**Short exercise**
Reproduce every line of the material below word for word, leaving out the pictures.

**Records provided**
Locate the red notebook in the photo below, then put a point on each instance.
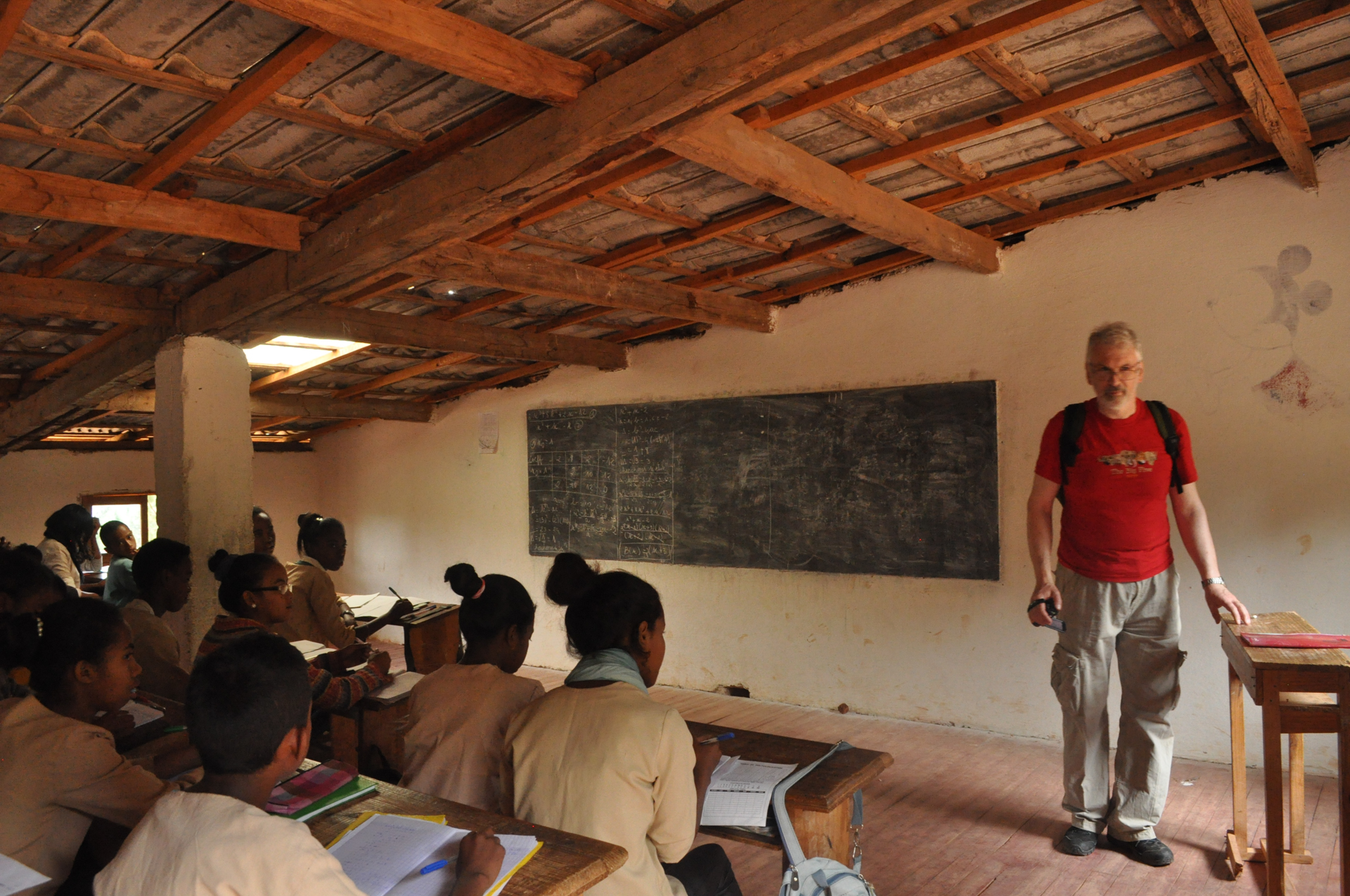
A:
(1300, 640)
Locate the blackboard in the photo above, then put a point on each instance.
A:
(899, 481)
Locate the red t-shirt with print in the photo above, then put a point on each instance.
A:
(1115, 524)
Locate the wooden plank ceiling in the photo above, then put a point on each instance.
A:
(484, 189)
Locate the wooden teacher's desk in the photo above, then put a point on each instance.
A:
(821, 805)
(1299, 692)
(567, 864)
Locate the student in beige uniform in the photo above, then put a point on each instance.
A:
(67, 543)
(58, 771)
(601, 759)
(318, 614)
(249, 715)
(458, 714)
(162, 570)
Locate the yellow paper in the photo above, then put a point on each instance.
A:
(361, 819)
(519, 865)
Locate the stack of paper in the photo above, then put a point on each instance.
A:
(742, 793)
(385, 855)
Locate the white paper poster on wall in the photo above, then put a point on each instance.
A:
(488, 434)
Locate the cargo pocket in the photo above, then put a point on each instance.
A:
(1064, 679)
(1176, 684)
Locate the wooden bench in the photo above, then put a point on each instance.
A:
(1299, 692)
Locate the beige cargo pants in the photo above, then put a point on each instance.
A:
(1140, 624)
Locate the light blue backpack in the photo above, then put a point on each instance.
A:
(818, 876)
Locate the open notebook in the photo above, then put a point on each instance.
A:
(385, 856)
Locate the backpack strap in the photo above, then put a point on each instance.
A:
(1075, 417)
(792, 846)
(1171, 439)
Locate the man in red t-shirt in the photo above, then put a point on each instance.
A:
(1115, 589)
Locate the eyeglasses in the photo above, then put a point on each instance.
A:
(1126, 374)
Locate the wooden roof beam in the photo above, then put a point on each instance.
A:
(776, 167)
(538, 274)
(443, 41)
(1234, 29)
(142, 401)
(83, 300)
(422, 332)
(76, 199)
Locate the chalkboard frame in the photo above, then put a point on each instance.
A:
(613, 482)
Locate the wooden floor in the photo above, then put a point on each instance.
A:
(965, 812)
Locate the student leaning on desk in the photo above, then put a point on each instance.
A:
(600, 758)
(249, 715)
(318, 614)
(1114, 460)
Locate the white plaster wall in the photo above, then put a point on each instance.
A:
(1181, 269)
(33, 483)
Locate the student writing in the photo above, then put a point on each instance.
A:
(458, 714)
(318, 614)
(255, 594)
(249, 715)
(58, 770)
(600, 758)
(162, 573)
(120, 589)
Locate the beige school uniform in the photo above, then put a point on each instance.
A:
(612, 764)
(316, 611)
(157, 652)
(56, 775)
(212, 845)
(57, 557)
(456, 724)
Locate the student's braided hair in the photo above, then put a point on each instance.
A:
(491, 604)
(70, 630)
(604, 610)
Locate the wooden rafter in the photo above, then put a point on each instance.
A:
(1234, 27)
(82, 300)
(422, 332)
(261, 84)
(443, 41)
(76, 199)
(538, 274)
(731, 146)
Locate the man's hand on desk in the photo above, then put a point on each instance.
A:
(1219, 598)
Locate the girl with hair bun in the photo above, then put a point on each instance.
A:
(257, 597)
(318, 614)
(458, 714)
(58, 770)
(600, 758)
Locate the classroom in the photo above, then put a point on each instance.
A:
(816, 531)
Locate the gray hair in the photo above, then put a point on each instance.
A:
(1114, 334)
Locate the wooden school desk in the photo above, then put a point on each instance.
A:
(567, 864)
(1299, 693)
(821, 805)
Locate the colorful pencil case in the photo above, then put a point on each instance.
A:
(1298, 640)
(290, 796)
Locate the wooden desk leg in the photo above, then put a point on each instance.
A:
(1273, 756)
(1297, 819)
(1238, 850)
(1344, 777)
(825, 834)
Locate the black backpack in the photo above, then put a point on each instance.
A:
(1075, 416)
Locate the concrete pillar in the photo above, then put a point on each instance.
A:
(202, 465)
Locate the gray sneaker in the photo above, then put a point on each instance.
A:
(1076, 843)
(1150, 852)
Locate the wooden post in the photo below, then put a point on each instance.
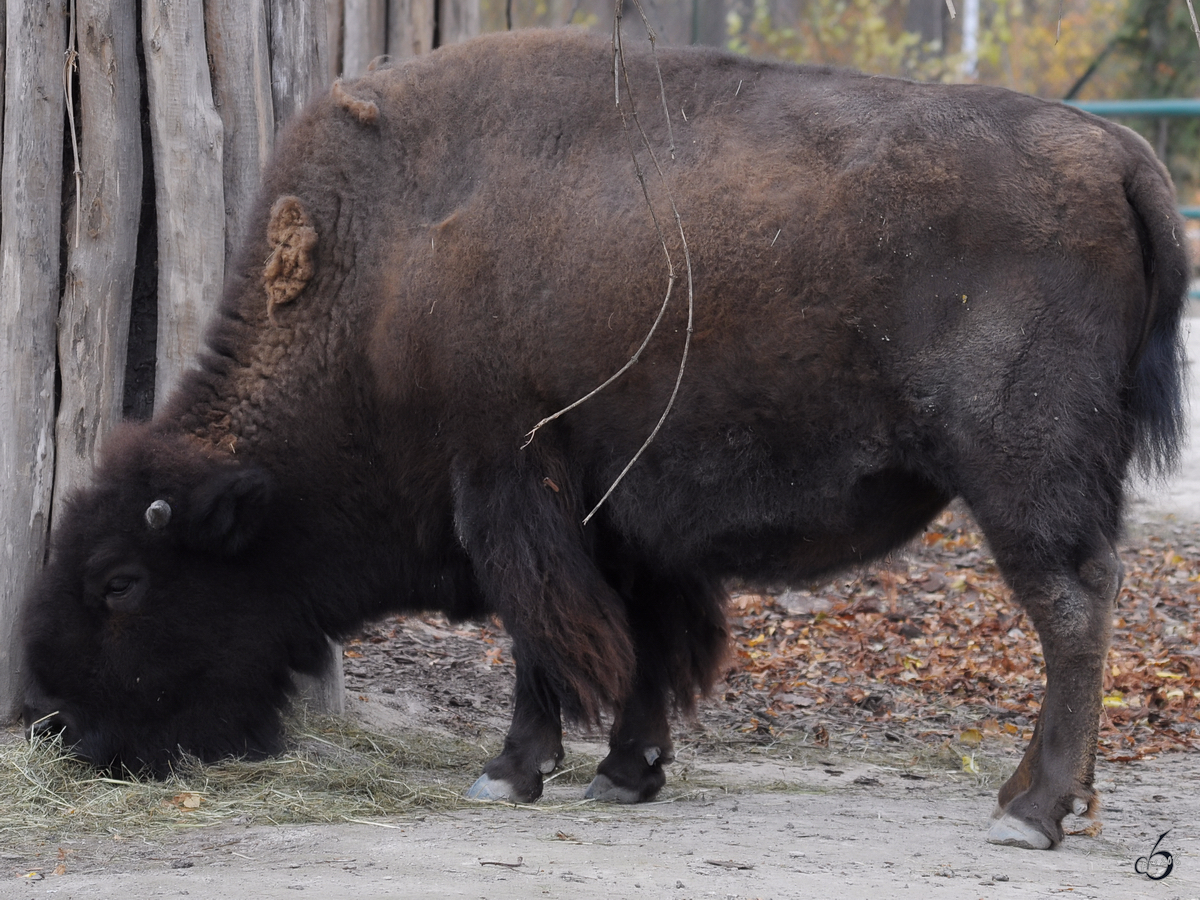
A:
(101, 234)
(334, 35)
(299, 54)
(364, 35)
(409, 28)
(240, 63)
(30, 233)
(457, 21)
(186, 135)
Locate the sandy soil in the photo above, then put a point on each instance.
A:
(875, 820)
(759, 827)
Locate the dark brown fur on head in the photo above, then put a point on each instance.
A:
(900, 293)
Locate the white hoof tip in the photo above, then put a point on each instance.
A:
(491, 789)
(1012, 832)
(603, 789)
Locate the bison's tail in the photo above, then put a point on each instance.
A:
(1156, 396)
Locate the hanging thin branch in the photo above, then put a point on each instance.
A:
(621, 73)
(1195, 25)
(70, 64)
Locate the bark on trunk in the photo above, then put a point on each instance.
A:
(457, 21)
(239, 55)
(30, 233)
(186, 135)
(101, 233)
(409, 28)
(299, 54)
(364, 35)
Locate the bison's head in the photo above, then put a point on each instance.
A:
(157, 625)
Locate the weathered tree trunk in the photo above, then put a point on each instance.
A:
(364, 35)
(299, 54)
(457, 21)
(334, 35)
(101, 233)
(409, 28)
(240, 59)
(186, 135)
(29, 293)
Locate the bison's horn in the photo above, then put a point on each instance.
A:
(157, 515)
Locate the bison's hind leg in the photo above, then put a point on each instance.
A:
(1069, 598)
(520, 522)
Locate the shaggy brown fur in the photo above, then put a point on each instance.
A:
(903, 293)
(289, 267)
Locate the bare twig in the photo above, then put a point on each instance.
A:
(1195, 25)
(621, 72)
(683, 238)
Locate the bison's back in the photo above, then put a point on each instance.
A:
(885, 279)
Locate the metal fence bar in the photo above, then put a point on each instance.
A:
(1179, 107)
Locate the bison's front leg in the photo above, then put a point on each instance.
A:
(1073, 615)
(639, 747)
(533, 747)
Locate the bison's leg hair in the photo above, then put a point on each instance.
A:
(533, 747)
(1072, 611)
(519, 522)
(639, 747)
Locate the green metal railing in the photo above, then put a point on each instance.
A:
(1170, 108)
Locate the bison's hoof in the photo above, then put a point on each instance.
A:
(604, 789)
(1013, 832)
(492, 789)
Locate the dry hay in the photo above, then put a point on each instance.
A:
(333, 772)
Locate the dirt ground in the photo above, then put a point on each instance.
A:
(877, 813)
(817, 825)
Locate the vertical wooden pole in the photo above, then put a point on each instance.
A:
(101, 234)
(334, 34)
(457, 21)
(186, 135)
(30, 233)
(409, 28)
(364, 35)
(299, 54)
(240, 63)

**Solution for this task**
Locate the red notebook in the photo below, then put a point on each instance.
A:
(1300, 640)
Locate the blackboard in the photo above, then put a point on each instance.
A:
(899, 481)
Locate the red t-shirt with print in the photo above, then put a point on each instance.
A:
(1115, 524)
Locate the wooden plank ceiling in the photo above, then put a point on each instance.
A:
(484, 189)
Locate the wooden teacher's desk in the photo above, then put a point on each instance.
A:
(821, 805)
(1299, 692)
(567, 864)
Locate the student in beige uniform in the photo above, then put a point on each instance.
A:
(67, 543)
(58, 771)
(601, 759)
(318, 614)
(249, 715)
(458, 714)
(162, 570)
Locate the yellow paper in the photo above, then put a point on each instance.
A:
(361, 819)
(519, 865)
Locate the stack of paper in the photo above, then put a point on each instance.
A:
(742, 793)
(385, 855)
Locate the white paper poster on wall in the photo above, then put a point on each instance.
A:
(488, 434)
Locate the cargo pocket in the photo above, then put a point on each instance.
A:
(1064, 679)
(1176, 684)
Locate the wooden bench in the photo above, then put a point on each instance.
A:
(1299, 692)
Locate the beige cargo pants in the photo above, then put a point on each instance.
A:
(1140, 624)
Locate the light blue backpack in the photo above, then put a point on each instance.
A:
(818, 876)
Locate the open notebook in the photo above, then put a point on each instance.
A:
(385, 856)
Locate the backpack strap in the photo above, then put a point on each instance.
A:
(1075, 417)
(792, 846)
(1171, 439)
Locate the man in red t-shirt in the photo above, then put a point on each instance.
A:
(1115, 589)
Locate the eyeglasses in the photo above, then put a point on each instance.
A:
(1126, 374)
Locate the wooden roof beam in the photo above, then put a point on each instance.
A:
(776, 167)
(538, 274)
(443, 41)
(1234, 29)
(142, 401)
(83, 300)
(422, 332)
(76, 199)
Locate the chalkboard frame in the photo above, then put a point on each instance.
A:
(613, 482)
Locate the wooden floor in the photo above, then put a point on each instance.
A:
(965, 812)
Locate the student leaning on desk in the photo above, then put a point on each instance.
A:
(600, 758)
(249, 715)
(318, 614)
(1114, 460)
Locate the white plaster wall in the photo above, then put a point on each instance.
A:
(1181, 269)
(33, 483)
Locate the student writing in the photo above, then put a point on each instance.
A:
(458, 714)
(318, 614)
(255, 594)
(249, 715)
(58, 770)
(600, 758)
(162, 573)
(120, 589)
Locate the beige school uniform in the photo above, then put a point on each instance.
A:
(612, 764)
(316, 611)
(157, 652)
(56, 775)
(212, 845)
(57, 557)
(456, 724)
Locate the student's braided hair in the photo above, then put a point on each instance.
A:
(491, 604)
(70, 630)
(604, 610)
Locate the wooden rafter in the photo above, then put a point on each instance.
A:
(1234, 27)
(82, 300)
(422, 332)
(261, 84)
(443, 41)
(76, 199)
(538, 274)
(731, 146)
Locate the man's hand on desk in the photo above, then put a point on each instance.
A:
(1219, 598)
Locate the girl with hair bun in the photo above, then put a point on each instance.
A:
(257, 597)
(318, 614)
(458, 714)
(58, 770)
(600, 758)
Locate the classroom in the photo above, then put a point on each instance.
A:
(816, 531)
Locate the gray hair in the photo above, then put a point on each instance.
A:
(1114, 334)
Locate the wooden school desk in the photo above, then put a point on each instance.
A:
(567, 864)
(1299, 693)
(821, 805)
Locate the colorful pencil case in the photo above, then put a point on each instance.
A:
(1298, 640)
(290, 796)
Locate the wooden desk leg in the photo above, then put a point on each instance.
A:
(1273, 756)
(1297, 819)
(1238, 850)
(1344, 777)
(825, 834)
Locate the black backpack in the photo above, then put a point on each instance.
A:
(1075, 416)
Locate the concrete pillar in the photo above, then put a point on each instance.
A:
(202, 465)
Locate the gray sneaker in the photo above, then put a point on each instance.
A:
(1076, 843)
(1150, 852)
Locate the wooden post in the photo below, then put a point on each instance.
A:
(101, 234)
(334, 35)
(299, 54)
(364, 35)
(409, 28)
(240, 63)
(30, 233)
(457, 21)
(186, 135)
Locate the sandy soil in the photo above, then put a point on each instance.
A:
(875, 820)
(759, 827)
Locate the dark brown fur on head in the photo above, then put a point on each instance.
A:
(900, 293)
Locate the white hoof tip in the photo above, then put a point on each instance.
A:
(491, 789)
(1012, 832)
(603, 789)
Locate the bison's tail in the photo above, then put a point on each instance.
A:
(1156, 396)
Locate the hanging thin branch in the photo above, then put a point on each instance.
A:
(621, 73)
(1195, 25)
(70, 64)
Locate the bark on trunk in the photo above, then put a point on each instance.
A:
(457, 21)
(239, 55)
(30, 233)
(186, 135)
(101, 233)
(409, 28)
(299, 54)
(364, 35)
Locate the bison's head in the photo above, then put a point on each instance.
A:
(157, 625)
Locate the weathered tree trunk in the photo above, then put a point on each instance.
A:
(364, 35)
(299, 54)
(457, 21)
(334, 35)
(101, 233)
(409, 28)
(240, 59)
(186, 135)
(29, 293)
Locate the bison's horn in the photo above, then put a point on each instance.
A:
(157, 515)
Locate the bison's hind leg in the photo above, then put a point on each instance.
A:
(1069, 598)
(520, 522)
Locate the shaggy brown fur in the photo above, then put a point on each instance.
A:
(903, 293)
(289, 267)
Locate the bare twig in the photo above, then put a point on each instance.
A:
(1195, 25)
(621, 72)
(683, 238)
Locate the bison's back in the photo above, then put a point on each instance.
A:
(885, 279)
Locate the metal fence bar in the photo above, then put a point on each instance.
A:
(1179, 107)
Locate the bison's front leg in the photo above, then put a point on each instance.
A:
(1073, 615)
(639, 747)
(533, 747)
Locate the bison's leg hair in the photo above, then put a point on each instance.
A:
(533, 747)
(1072, 611)
(519, 522)
(639, 747)
Locate the green metal railing in the photo above, then put a point on each instance.
A:
(1170, 108)
Locate the bison's hoof in the photo above, then put a point on each instance.
A:
(604, 789)
(1013, 832)
(492, 789)
Locate the dry hay in the photo above, then put a point on each instance.
A:
(333, 772)
Locate the dirt ground in the photo above, then put a point on each instance.
A:
(877, 813)
(817, 825)
Locate the vertical wooden pole in the photo above, then put a point on each instance.
A:
(101, 234)
(334, 34)
(457, 21)
(186, 135)
(30, 233)
(409, 28)
(364, 35)
(299, 54)
(240, 63)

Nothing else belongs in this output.